What you will do: Extract the complete listing and repeat it word for word.

Supplied data:

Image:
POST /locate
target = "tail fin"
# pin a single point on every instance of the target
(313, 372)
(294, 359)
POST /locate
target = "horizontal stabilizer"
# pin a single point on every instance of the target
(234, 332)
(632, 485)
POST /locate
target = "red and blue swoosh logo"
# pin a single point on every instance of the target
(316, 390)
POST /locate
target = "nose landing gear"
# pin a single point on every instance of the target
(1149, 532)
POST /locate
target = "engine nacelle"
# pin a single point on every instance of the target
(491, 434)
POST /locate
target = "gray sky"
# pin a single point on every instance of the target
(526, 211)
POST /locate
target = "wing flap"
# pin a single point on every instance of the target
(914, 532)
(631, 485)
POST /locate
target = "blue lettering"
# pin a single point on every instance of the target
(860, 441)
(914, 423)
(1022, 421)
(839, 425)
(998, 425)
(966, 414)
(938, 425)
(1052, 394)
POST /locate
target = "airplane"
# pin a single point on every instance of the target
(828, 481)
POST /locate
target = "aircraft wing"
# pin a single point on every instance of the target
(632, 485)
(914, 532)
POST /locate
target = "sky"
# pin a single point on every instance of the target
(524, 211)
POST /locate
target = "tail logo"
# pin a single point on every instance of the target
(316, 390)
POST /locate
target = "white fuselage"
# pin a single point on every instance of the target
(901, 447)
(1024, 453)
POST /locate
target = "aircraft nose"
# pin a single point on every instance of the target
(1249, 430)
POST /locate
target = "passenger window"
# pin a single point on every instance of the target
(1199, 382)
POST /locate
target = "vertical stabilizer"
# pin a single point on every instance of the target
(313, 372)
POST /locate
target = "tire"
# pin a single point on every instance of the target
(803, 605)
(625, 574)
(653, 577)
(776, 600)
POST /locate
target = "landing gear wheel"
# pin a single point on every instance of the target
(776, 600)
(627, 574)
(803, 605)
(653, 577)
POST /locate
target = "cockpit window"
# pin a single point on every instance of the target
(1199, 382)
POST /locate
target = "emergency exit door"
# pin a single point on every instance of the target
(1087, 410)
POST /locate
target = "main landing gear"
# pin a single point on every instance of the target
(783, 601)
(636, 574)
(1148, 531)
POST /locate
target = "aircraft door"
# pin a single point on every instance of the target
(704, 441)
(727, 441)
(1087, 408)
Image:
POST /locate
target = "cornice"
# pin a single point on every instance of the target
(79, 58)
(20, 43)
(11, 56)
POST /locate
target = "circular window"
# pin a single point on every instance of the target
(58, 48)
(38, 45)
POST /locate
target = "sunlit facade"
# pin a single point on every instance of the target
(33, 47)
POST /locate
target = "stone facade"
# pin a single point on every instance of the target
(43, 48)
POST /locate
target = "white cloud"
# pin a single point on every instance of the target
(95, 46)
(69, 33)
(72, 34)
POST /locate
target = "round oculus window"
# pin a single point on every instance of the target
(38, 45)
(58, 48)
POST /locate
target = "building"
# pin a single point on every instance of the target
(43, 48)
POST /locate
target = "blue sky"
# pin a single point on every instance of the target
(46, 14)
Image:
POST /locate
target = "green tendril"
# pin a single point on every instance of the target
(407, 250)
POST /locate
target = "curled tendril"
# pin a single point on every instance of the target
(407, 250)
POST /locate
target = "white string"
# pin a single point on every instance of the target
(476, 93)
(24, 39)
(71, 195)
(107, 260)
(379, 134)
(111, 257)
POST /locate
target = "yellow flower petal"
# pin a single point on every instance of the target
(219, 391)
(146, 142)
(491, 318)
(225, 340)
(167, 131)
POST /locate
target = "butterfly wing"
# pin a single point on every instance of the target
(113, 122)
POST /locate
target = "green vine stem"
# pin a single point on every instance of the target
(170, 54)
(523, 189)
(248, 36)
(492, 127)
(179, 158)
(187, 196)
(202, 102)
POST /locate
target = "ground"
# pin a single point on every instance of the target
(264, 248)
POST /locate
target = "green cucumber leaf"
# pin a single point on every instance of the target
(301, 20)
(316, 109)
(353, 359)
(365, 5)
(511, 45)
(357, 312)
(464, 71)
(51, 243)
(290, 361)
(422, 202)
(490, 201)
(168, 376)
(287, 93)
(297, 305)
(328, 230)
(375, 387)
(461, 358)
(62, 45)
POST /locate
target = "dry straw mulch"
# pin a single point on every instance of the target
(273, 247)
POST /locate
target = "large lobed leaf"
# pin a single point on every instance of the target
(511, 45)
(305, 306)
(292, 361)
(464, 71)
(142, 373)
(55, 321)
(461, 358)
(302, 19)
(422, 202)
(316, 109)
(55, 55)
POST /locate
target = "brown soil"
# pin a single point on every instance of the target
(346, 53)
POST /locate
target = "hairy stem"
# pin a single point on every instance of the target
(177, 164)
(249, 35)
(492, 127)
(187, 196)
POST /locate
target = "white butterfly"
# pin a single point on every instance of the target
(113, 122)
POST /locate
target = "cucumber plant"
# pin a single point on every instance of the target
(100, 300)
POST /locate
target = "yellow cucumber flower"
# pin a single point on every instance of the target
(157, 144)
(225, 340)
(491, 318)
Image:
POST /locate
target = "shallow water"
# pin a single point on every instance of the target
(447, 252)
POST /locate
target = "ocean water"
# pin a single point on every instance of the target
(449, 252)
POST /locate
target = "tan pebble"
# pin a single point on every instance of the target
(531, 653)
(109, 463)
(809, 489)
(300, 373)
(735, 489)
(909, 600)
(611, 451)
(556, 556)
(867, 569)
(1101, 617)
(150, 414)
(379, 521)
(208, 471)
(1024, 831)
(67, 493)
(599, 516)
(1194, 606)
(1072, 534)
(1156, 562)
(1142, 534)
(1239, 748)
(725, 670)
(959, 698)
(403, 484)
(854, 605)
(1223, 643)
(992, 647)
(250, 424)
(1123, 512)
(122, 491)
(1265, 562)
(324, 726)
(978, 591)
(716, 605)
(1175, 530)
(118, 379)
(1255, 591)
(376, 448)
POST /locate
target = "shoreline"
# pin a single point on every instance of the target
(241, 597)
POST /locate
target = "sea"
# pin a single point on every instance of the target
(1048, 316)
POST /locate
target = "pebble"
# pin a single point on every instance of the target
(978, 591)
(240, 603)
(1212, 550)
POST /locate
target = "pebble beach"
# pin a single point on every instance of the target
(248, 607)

Result of this exercise:
Image:
POST /locate
target = "tail fin"
# pin a single point on every instance of the target
(313, 372)
(294, 359)
POST /locate
target = "horizontal stabilizer"
# pin a single point on every instance of the target
(234, 332)
(632, 485)
POST /locate
target = "red and blue swoosh logo"
# pin a single point on every instance of the target
(316, 390)
POST /locate
target = "nose landing gear"
# pin a single point on every instance of the target
(1149, 532)
POST /locate
target = "engine nacelle"
# pin a single point on every instance of the target
(491, 434)
POST /locate
target = "gray sky"
# pin a single point on every instance of the target
(526, 211)
POST /locate
target = "wing flap"
# pin a single point on every instance of the target
(914, 532)
(631, 485)
POST /locate
target = "blue lettering"
# pin a single point on every instance of the target
(860, 441)
(914, 423)
(1022, 421)
(839, 425)
(998, 425)
(966, 414)
(938, 425)
(1052, 394)
POST /locate
target = "airplane"
# pin a single point on every instance of the target
(828, 481)
POST /locate
target = "aircraft wing"
# pin a single point on every instance of the target
(632, 485)
(914, 532)
POST /locate
target = "sky"
# pin a single point on every instance of the target
(524, 211)
POST /locate
target = "tail logo"
# pin a single point on every instance of the target
(316, 390)
POST /locate
target = "white fuselage"
# pin a single point on every instance of the target
(901, 447)
(1024, 453)
POST /locate
target = "aircraft nose"
# pin a single point on every instance of the target
(1249, 430)
POST /locate
target = "passenger window"
# pin a single point on every instance of the target
(1199, 382)
POST /locate
target = "vertical stabilizer"
# pin a single point on every instance of the target
(313, 372)
POST /locate
target = "tire"
# pin a single point on every instance of the target
(803, 605)
(625, 574)
(653, 577)
(776, 600)
POST /locate
target = "landing gear wheel"
# pin a single point on every instance of the target
(776, 600)
(627, 574)
(803, 605)
(653, 577)
POST /locate
target = "cockpit window"
# pin a single point on every instance of the target
(1199, 382)
POST /locate
target = "emergency exit door"
# pin a single point on every instance of the target
(1087, 410)
POST /locate
target = "main landing gear"
# pin a single point on every instance of the target
(783, 601)
(636, 574)
(1148, 531)
POST /locate
target = "aircraft door"
# pin a single point on every instance of the target
(704, 441)
(727, 441)
(1087, 408)
Image:
POST /locate
target = "cornice"
# pin a single point on every instance of the target
(79, 58)
(20, 43)
(11, 56)
POST /locate
target = "circular window"
# pin a single point on every instance of the target
(58, 48)
(38, 45)
POST /locate
target = "sunlit facade"
# pin a single point on every instance of the target
(33, 47)
POST /locate
target = "stone facade"
# pin a single point on every instance of the target
(43, 48)
POST /locate
target = "white cloud"
# pin a single point on every instance of the target
(95, 46)
(69, 33)
(72, 34)
POST /locate
target = "round oculus window"
# pin a single point on every instance of the target
(38, 45)
(58, 48)
POST /locate
target = "building"
# pin a single point on every instance of the target
(43, 48)
POST /locate
target = "blue sky"
# pin a single point on every instance of the target
(46, 14)
Image:
POST /locate
target = "green tendril"
# pin a single point on every instance of the target
(407, 250)
POST /locate
target = "curled tendril"
# pin a single point on every instance of the target
(407, 250)
POST /locate
target = "white string"
# pin a single point on every instance of the target
(476, 93)
(24, 39)
(71, 195)
(107, 260)
(379, 134)
(111, 257)
POST /locate
target = "yellow flower petal"
# pin a single point on every instance of the target
(219, 391)
(146, 142)
(491, 318)
(225, 340)
(167, 131)
POST /locate
target = "butterfly wing"
# pin a single point on every instance of the target
(113, 122)
POST /locate
target = "green vine stem"
# pin a single point on every instance of the target
(170, 54)
(523, 189)
(248, 36)
(492, 127)
(179, 158)
(187, 196)
(202, 102)
POST /locate
target = "ground"
# pin a single point on every instance of the target
(264, 248)
POST /locate
target = "green cucumber leaf"
# pin a single point on every instance of the target
(301, 20)
(316, 109)
(353, 359)
(365, 5)
(511, 45)
(357, 312)
(464, 71)
(51, 243)
(290, 361)
(422, 202)
(490, 201)
(168, 376)
(287, 93)
(297, 305)
(328, 230)
(375, 387)
(461, 358)
(62, 45)
POST /locate
target = "dry straw mulch"
# pin a single point on every instance of the target
(273, 247)
POST /locate
target = "large lobed leaf"
# pin a single point on every instance of the target
(511, 45)
(305, 306)
(292, 361)
(464, 71)
(142, 373)
(55, 321)
(461, 358)
(302, 19)
(422, 202)
(316, 109)
(55, 55)
POST /locate
target = "brown soil"
# pin a single point on every instance of the target
(346, 53)
POST /locate
target = "hairy stem"
# pin a single point on every instance of the target
(177, 164)
(249, 35)
(492, 127)
(187, 196)
POST /locate
target = "white butterfly"
# pin a single point on every instance of the target
(113, 122)
POST /locate
target = "cucumber plant"
# pin a single point on every instance of the target
(100, 300)
POST /locate
target = "yellow cucumber flower"
# pin a single point on every instance of the target
(157, 144)
(225, 340)
(491, 318)
Image:
POST /locate
target = "shallow water"
# pin a single point on every instance of the target
(447, 252)
POST /locate
target = "ocean water"
# pin a single point on every instance of the target
(449, 252)
POST /locate
target = "tan pebble"
# pin a single point on every instance of the target
(531, 653)
(109, 463)
(809, 489)
(300, 373)
(735, 489)
(909, 600)
(611, 451)
(556, 556)
(867, 569)
(1101, 617)
(150, 414)
(379, 521)
(208, 471)
(1024, 831)
(67, 493)
(599, 516)
(1194, 606)
(1072, 534)
(1156, 562)
(1142, 534)
(1239, 748)
(725, 670)
(959, 698)
(403, 484)
(854, 605)
(1223, 643)
(992, 647)
(250, 424)
(1123, 512)
(122, 491)
(1265, 562)
(324, 726)
(978, 591)
(716, 605)
(1175, 530)
(118, 379)
(1255, 591)
(376, 448)
POST /locate
target = "shoreline"
# pin a single point on every instance of the target
(241, 597)
POST /locate
target = "sea"
# pin a single point on every instance of the target
(1048, 316)
POST /locate
target = "pebble"
# pin a single point on every instance of the target
(978, 591)
(240, 603)
(1212, 550)
POST /locate
target = "pebble beach"
# pin a single point on every instance of the target
(248, 607)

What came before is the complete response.